+++ Extrait du document

Natalia Matsak prend une pause. « C’est sûr qu’ici, on ne peut pas dormir normalement. Avec le bruit des sirènes, on ne sait jamais ce qui va nous tomber sur la tête, s’il y a un drone ou si on va manquer d’électricité. Nous sommes en guerre, c’est notre vie maintenant. Ce n’est pas normal, mais on s’adapte. »

Sa collègue Olga Kifyak, qui fait partie des 27 danseurs de la compagnie à prendre part à cette tournée, a perdu son père et son frère depuis le début de la guerre. Elle allume deux petits lampions dans sa loge avant chaque représentation. Elle n’est pas la seule. Chacun des membres de la troupe porte les traces de ce conflit qui s’étire depuis bientôt deux ans.

Natalia Matsak a une tante qui vit à Marioupol dans des conditions extrêmement difficiles. « On prend des nouvelles comme on peut, mais c’est dur, parce qu’elle ne peut pas partir. J’ai de la famille ailleurs en Ukraine également, il y a beaucoup d’incertitudes. »

PHOTO FOURNIE PAR LE BALLET NATIONAL D’UKRAINE

La danseuse et chorégraphe Natalia Matsak

En dansant, malgré la guerre, ça nous aide à penser à autre chose parce qu’on travaille tout le temps, mais on sent que c’est encore plus important pour le public, quand on danse ici, en Ukraine. Les gens ont besoin d’avoir un accès à la culture. Surtout en temps de guerre.

Natalia Matsak, danseuse et chorégraphe

D’ici au mois de janvier prochain, le Ballet national d’Ukraine de l’Opéra national Taras Shevchenko s’en ira en Italie et au Japon. La tournée canadienne suivra après les Fêtes. Mais entre chaque série de représentations, les danseurs rentrent à la maison, à Kyiv, auprès des leurs.

Pas de contacts avec les artistes russes

Première danseuse du Ballet national d’Ukraine, Natalia Matsak a été formée par des danseurs et chorégraphes ukrainiens, mais également russes. Elle a dansé dans les réputés théâtres Mariinsky ou Mikhailovski de Saint-Pétersbourg ou encore au Bolchoï de Moscou, et travaillé avec de nombreux artistes russes, comme Boris Eifman. A-t-elle gardé contact avec certains d’entre eux ?

++++++
+++ Données brutes

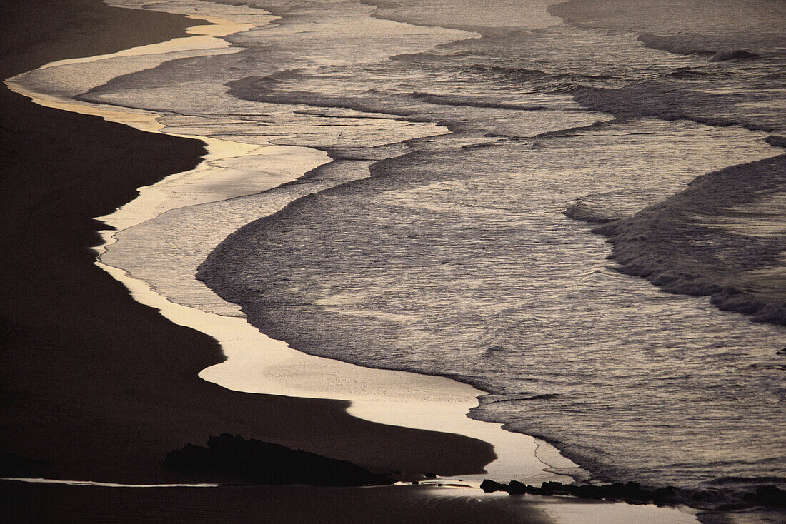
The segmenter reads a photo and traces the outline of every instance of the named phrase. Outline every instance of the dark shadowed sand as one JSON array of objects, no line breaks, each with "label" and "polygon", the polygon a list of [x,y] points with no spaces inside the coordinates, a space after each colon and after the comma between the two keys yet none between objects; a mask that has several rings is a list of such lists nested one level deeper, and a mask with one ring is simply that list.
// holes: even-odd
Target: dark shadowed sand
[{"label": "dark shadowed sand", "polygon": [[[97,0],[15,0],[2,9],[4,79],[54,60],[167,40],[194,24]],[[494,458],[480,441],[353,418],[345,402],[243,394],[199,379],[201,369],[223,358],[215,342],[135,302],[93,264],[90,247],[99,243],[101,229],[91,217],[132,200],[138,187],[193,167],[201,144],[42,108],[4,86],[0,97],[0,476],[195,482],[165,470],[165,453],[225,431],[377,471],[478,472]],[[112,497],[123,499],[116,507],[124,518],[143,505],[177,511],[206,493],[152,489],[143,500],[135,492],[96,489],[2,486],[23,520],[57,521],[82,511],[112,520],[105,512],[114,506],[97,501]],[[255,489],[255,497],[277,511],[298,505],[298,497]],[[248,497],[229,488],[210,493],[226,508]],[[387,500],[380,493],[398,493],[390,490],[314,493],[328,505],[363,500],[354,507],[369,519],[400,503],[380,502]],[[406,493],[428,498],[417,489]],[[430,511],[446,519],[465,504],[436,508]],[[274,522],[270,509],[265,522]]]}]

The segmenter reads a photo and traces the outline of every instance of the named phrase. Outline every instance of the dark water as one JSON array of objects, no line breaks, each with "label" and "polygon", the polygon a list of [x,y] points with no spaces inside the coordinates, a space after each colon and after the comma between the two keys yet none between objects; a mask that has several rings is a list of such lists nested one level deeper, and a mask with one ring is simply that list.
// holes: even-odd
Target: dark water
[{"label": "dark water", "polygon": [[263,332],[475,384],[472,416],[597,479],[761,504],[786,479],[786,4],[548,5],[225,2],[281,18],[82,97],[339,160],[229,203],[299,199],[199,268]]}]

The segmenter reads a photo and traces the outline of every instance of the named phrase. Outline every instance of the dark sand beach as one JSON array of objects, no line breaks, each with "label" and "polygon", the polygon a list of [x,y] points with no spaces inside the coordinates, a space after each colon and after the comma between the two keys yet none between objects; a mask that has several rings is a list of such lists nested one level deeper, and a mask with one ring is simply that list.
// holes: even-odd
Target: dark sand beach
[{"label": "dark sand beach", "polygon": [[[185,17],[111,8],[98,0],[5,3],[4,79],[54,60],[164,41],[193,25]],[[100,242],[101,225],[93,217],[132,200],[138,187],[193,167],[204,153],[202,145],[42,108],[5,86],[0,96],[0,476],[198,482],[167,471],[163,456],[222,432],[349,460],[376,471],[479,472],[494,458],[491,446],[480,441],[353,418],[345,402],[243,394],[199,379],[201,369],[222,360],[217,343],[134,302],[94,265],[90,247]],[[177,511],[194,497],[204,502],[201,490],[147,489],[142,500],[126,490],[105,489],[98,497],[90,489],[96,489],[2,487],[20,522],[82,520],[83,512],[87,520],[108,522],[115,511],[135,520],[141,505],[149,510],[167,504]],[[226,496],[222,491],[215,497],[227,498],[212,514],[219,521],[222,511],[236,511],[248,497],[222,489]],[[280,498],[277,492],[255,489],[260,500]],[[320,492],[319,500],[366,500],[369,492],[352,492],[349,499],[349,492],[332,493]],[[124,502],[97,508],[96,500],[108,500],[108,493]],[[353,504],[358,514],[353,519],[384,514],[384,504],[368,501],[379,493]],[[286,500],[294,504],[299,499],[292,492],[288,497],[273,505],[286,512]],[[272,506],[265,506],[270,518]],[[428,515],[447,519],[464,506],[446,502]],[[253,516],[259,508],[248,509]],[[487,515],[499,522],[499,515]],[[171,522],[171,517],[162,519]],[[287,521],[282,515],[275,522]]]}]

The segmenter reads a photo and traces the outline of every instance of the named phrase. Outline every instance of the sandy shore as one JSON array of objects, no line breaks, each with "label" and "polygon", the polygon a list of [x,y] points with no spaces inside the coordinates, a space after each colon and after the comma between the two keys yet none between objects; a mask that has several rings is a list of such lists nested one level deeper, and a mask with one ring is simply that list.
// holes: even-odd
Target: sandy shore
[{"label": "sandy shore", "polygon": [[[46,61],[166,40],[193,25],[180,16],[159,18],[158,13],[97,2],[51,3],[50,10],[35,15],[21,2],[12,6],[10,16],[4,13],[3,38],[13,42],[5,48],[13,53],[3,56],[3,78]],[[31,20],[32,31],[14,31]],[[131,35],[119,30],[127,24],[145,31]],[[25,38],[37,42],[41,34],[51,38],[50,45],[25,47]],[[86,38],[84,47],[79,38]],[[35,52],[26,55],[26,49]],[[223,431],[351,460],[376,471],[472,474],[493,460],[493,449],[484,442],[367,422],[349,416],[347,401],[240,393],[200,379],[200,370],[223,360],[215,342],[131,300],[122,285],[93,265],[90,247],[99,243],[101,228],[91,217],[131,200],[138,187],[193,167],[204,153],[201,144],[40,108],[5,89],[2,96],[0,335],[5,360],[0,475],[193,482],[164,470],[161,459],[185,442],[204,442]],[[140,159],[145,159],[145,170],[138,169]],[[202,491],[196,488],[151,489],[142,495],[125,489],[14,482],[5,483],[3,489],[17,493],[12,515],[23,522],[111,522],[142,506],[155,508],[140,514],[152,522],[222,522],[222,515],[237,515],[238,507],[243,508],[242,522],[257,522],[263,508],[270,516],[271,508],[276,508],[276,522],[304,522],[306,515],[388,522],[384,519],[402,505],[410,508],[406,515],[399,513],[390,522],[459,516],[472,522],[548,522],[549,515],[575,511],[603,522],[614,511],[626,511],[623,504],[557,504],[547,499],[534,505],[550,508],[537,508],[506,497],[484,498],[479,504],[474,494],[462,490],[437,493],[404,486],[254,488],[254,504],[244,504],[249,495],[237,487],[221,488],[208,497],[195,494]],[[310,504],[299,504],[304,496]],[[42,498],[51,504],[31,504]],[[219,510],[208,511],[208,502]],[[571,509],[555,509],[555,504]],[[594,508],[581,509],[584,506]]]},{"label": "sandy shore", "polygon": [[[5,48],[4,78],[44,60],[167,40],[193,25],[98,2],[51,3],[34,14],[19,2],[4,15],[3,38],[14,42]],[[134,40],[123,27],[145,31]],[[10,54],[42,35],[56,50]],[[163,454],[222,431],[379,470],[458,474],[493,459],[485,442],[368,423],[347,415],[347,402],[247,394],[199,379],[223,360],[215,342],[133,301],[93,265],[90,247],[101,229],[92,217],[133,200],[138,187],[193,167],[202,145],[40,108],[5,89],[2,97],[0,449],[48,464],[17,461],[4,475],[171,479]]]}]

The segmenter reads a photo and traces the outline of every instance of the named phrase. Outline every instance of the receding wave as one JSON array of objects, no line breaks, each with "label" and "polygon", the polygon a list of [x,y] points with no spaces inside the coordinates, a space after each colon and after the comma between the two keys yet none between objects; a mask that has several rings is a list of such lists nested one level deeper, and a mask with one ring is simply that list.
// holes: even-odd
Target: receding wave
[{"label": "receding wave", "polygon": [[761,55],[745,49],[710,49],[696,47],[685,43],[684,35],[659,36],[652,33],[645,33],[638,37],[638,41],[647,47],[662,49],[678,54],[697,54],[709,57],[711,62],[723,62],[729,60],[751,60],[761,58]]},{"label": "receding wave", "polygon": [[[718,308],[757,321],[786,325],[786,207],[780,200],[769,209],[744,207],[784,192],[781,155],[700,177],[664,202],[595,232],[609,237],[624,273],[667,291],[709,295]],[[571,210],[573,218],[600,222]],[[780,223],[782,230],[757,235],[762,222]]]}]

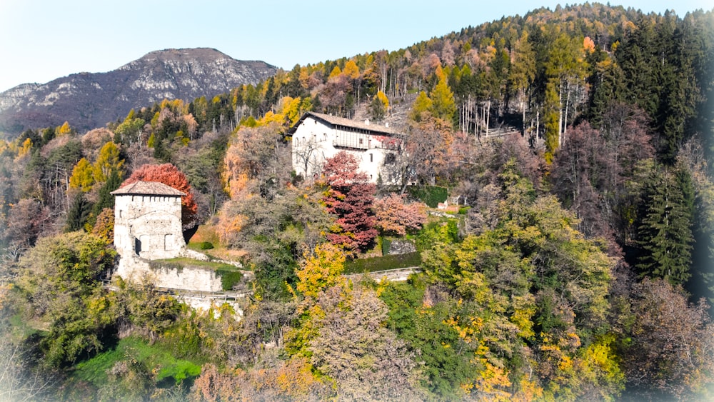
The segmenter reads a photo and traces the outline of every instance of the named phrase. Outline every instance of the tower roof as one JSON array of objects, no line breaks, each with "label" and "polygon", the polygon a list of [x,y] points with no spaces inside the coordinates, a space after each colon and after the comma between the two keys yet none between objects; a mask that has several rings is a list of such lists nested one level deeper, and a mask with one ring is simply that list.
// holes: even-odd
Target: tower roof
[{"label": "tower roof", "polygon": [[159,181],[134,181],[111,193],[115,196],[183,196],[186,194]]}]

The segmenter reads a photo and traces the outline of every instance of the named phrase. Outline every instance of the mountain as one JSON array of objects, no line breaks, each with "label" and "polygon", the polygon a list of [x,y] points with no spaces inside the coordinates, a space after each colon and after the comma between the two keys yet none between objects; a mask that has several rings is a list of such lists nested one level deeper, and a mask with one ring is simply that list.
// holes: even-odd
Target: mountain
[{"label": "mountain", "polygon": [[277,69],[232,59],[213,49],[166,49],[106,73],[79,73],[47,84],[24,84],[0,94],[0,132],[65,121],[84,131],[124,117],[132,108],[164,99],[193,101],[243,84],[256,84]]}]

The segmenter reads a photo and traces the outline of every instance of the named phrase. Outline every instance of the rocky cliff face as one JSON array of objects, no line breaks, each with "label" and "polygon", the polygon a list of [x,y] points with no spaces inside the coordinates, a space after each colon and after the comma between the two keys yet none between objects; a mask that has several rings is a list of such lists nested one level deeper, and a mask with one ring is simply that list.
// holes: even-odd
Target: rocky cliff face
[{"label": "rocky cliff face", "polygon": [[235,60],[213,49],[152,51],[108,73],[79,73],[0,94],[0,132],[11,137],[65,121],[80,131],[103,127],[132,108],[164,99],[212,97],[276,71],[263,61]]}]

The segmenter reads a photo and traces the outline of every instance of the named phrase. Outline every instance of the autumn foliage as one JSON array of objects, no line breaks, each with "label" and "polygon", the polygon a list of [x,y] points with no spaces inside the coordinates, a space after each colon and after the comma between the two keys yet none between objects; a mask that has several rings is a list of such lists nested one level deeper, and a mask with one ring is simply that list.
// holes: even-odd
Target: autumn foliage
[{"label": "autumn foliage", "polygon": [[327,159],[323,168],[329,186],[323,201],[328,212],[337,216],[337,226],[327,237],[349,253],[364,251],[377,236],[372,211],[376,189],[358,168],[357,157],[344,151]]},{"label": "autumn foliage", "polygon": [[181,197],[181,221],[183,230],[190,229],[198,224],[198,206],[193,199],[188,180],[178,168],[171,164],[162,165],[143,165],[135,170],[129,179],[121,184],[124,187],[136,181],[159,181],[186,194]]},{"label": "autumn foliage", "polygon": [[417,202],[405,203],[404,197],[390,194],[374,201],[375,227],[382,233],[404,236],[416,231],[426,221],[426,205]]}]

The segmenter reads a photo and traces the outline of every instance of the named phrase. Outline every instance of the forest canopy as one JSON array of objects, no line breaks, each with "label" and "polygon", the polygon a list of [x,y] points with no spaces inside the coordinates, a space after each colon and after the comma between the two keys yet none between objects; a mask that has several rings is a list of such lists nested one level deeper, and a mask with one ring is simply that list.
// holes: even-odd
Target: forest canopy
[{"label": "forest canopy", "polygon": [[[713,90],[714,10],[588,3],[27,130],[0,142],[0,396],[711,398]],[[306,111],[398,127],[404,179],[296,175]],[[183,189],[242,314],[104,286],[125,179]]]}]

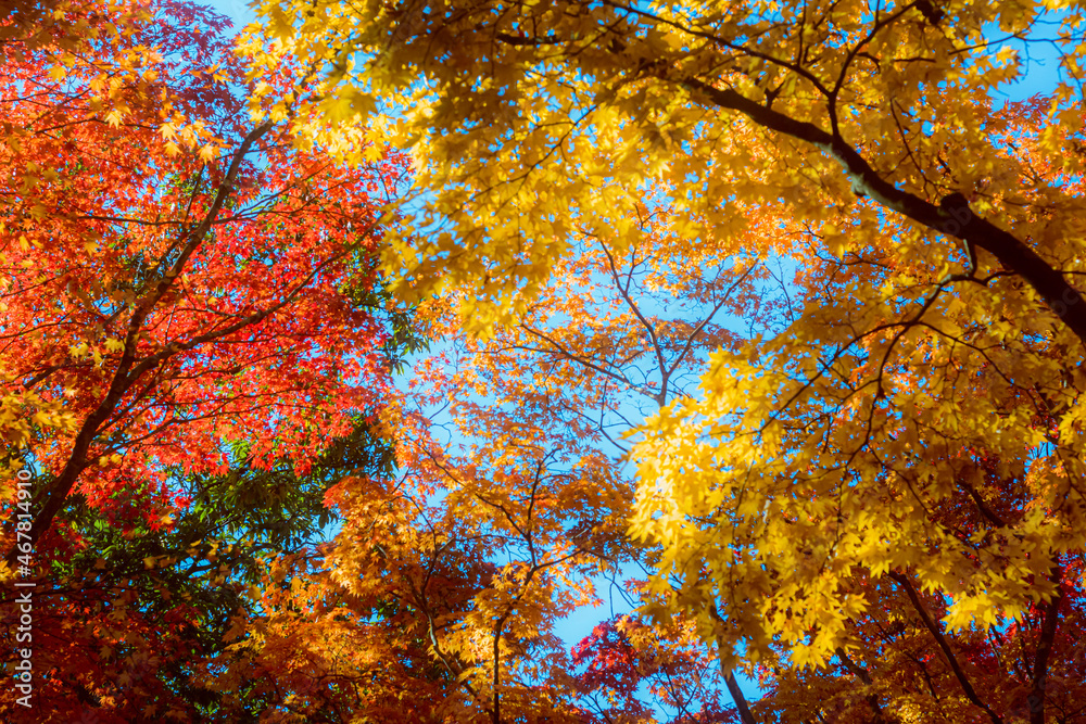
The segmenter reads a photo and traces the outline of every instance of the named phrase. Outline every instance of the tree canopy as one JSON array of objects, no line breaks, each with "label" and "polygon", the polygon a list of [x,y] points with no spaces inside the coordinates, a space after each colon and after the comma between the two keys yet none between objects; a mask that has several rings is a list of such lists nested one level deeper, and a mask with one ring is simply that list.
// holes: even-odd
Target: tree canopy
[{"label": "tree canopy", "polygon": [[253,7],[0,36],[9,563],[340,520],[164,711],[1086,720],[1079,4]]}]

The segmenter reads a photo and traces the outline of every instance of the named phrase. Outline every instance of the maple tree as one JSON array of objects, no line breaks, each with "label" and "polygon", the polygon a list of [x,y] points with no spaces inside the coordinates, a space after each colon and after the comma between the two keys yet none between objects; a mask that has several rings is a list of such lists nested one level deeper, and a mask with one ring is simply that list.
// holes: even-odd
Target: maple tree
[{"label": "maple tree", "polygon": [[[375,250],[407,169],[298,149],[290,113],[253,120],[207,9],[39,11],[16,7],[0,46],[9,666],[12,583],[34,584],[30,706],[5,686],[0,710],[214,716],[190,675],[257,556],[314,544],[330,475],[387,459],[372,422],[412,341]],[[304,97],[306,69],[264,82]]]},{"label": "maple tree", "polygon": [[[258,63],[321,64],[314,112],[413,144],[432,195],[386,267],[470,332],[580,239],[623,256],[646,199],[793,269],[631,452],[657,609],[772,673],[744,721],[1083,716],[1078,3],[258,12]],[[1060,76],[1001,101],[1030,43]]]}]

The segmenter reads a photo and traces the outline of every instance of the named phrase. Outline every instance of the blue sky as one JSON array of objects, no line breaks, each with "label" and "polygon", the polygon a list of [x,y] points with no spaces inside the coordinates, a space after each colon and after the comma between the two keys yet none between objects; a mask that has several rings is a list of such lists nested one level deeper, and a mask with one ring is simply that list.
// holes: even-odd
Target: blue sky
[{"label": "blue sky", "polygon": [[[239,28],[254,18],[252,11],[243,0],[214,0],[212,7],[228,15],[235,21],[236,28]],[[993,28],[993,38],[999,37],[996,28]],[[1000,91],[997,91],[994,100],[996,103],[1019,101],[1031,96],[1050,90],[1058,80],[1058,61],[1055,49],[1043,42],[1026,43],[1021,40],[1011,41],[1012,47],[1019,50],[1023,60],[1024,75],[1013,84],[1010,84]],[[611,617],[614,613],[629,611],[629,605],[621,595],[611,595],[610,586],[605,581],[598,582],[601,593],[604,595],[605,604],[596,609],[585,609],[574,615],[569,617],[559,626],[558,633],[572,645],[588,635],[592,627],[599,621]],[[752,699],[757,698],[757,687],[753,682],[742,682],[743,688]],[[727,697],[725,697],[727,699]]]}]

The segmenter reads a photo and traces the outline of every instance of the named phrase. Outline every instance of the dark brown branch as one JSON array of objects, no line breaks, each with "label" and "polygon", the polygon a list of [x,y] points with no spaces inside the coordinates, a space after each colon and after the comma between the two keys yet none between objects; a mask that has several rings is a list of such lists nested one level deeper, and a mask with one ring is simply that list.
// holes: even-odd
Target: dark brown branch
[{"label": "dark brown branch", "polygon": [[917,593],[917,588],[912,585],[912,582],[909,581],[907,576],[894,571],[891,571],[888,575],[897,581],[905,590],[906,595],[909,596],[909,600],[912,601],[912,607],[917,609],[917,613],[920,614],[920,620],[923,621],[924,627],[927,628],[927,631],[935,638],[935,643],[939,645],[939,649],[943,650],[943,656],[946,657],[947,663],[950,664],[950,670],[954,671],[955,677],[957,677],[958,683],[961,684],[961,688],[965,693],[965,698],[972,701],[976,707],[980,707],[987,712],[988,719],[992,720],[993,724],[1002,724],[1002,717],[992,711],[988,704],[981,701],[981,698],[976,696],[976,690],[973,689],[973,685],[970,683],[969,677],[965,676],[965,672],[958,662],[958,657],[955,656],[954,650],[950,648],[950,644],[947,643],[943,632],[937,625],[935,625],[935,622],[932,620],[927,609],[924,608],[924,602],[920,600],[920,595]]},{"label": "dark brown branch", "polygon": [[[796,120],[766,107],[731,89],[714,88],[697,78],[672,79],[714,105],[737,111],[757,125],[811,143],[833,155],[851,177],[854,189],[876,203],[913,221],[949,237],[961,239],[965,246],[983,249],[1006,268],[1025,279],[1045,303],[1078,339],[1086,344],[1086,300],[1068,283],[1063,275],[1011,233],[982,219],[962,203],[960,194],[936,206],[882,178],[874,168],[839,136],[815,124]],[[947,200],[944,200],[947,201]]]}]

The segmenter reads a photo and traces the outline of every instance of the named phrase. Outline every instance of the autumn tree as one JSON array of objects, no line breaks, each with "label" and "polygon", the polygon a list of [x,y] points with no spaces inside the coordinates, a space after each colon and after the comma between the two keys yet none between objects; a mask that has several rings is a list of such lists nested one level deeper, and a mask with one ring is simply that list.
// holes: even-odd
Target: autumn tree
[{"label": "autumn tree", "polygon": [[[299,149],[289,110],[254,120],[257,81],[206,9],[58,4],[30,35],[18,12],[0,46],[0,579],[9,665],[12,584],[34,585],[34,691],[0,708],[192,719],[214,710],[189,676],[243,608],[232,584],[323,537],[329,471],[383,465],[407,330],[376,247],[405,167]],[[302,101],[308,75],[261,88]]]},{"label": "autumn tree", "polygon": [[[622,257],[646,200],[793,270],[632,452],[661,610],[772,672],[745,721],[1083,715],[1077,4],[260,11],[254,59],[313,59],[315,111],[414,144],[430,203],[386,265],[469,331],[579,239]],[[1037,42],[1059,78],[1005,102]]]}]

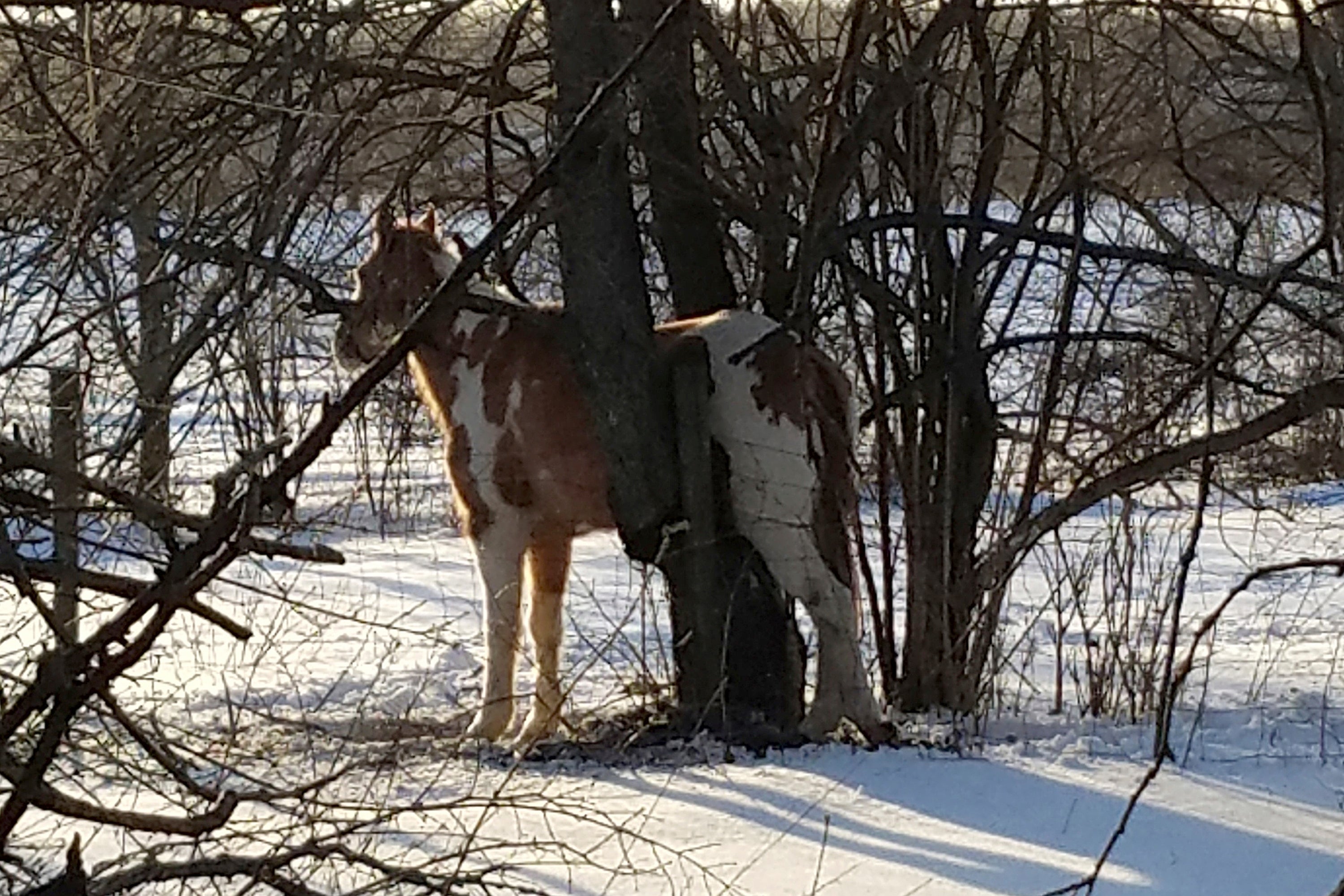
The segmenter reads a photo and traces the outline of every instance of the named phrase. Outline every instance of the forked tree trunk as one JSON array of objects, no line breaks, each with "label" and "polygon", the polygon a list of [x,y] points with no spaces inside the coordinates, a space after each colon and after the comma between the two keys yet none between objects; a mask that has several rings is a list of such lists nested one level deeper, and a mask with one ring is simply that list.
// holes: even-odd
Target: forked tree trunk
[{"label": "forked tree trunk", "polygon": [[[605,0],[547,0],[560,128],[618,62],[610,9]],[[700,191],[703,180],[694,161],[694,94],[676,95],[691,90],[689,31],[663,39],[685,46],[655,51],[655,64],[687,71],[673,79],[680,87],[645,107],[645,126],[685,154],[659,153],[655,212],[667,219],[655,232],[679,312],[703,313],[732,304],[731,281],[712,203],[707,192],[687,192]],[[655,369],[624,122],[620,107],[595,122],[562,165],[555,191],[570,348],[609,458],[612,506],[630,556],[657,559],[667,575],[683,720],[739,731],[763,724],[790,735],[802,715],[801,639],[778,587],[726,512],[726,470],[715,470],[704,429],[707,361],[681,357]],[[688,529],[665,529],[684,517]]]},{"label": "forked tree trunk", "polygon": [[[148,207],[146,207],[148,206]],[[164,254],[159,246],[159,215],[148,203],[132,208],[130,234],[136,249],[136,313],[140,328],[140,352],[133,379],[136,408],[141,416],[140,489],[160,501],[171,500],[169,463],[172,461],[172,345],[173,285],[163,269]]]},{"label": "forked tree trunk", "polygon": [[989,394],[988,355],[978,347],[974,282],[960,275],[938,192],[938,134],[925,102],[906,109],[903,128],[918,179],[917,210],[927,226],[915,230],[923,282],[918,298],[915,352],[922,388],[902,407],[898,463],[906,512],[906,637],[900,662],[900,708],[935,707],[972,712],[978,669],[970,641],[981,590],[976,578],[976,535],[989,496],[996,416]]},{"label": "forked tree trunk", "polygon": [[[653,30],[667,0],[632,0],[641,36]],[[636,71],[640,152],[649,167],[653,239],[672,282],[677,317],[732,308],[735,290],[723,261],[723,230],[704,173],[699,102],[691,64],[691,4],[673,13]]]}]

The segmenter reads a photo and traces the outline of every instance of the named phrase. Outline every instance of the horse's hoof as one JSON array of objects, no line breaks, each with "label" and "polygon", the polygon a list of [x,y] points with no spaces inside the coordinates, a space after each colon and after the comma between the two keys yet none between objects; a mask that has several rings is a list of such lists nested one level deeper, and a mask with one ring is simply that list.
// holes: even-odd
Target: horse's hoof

++++++

■ Tâches à réaliser
• 1. Reproduisez tel quel, dans l'extrait sur le Ballet national d'Ukraine, tout le passage allant de « Première danseuse du » jusqu'à « certains d’entre eux ? ».
• 2. D'après l'extrait sur le Ballet national d'Ukraine, combien de danseurs de la compagnie prennent part à la tournée ?
• 3. Reprenez l'article sur le Ballet national d'Ukraine là où il s'arrête.
Vous n'aurez pas besoin des entrées.

■ Réponses par entrée
• 1.
Première danseuse du Ballet national d’Ukraine, Natalia Matsak a été formée par des danseurs et chorégraphes ukrainiens, mais également russes. Elle a dansé dans les réputés théâtres Mariinsky ou Mikhailovski de Saint-Pétersbourg ou encore au Bolchoï de Moscou, et travaillé avec de nombreux artistes russes, comme Boris Eifman. A-t-elle gardé contact avec certains d’entre eux ?

• 2. 27 danseurs.

• 3.
Non. Il y a beaucoup de danseurs et de chorégraphes qui appuient cette guerre, donc ce n’est pas possible pour nous de leur parler. C’est un peu différent avec les artistes russes qui vivent en exil, mais avec ceux qui habitent en Russie, en tout cas avec la très grande majorité d’entre eux, c’est impossible d’avoir une connexion.

Natalia Matsak, danseuse et chorégraphe

Vous l’aurez deviné, cette tournée est éminemment politique. Elle fait même partie d’une campagne de financement nationale destinée à soutenir des organismes d’aide, dont la Fondation Olena-Zelenska, du nom de la femme du président ukrainien. Ces organismes viennent en aide à la population afin de fournir une aide médicale et humanitaire. L’objectif de la tournée canadienne est d’ailleurs d’amasser une somme de 5 millions.

PHOTO FOURNIE PAR LE BALLET NATIONAL D’UKRAINE

Le Tricorne, de Manuel de Falla, interprété par le Ballet national d’Ukraine

La troupe présentera dans un premier temps des extraits de danses ukrainiennes traditionnelles sur des musiques de compositeurs ukrainiens. « C’est un peu folklorique, mais on voulait intégrer ce volet-là dans notre spectacle parce que ça fait partie de notre culture », nous dit-elle. Puis, la compagnie présentera des extraits de trois ballets classiques : Le Corsaire, Giselle et Don Quichotte.

« C’est un programme de danse classique assez technique, avance Natalia Matsak, qui fait aussi partie de la distribution. C’est la première fois qu’on fait une aussi longue tournée au Canada, même si on est déjà venu trois fois avant, donc on veut montrer toute l’étendue du talent de nos danseurs à travers le programme qu’on a choisi. »

Les 15 et 16 janvier au Grand Théâtre de Québec. Du 17 au 19 janvier au Théâtre St-Denis de Montréal. Puis en tournée à Ottawa, Toronto, Winnipeg, Regina, Saskatoon, Vancouver, Edmonton et Calgary.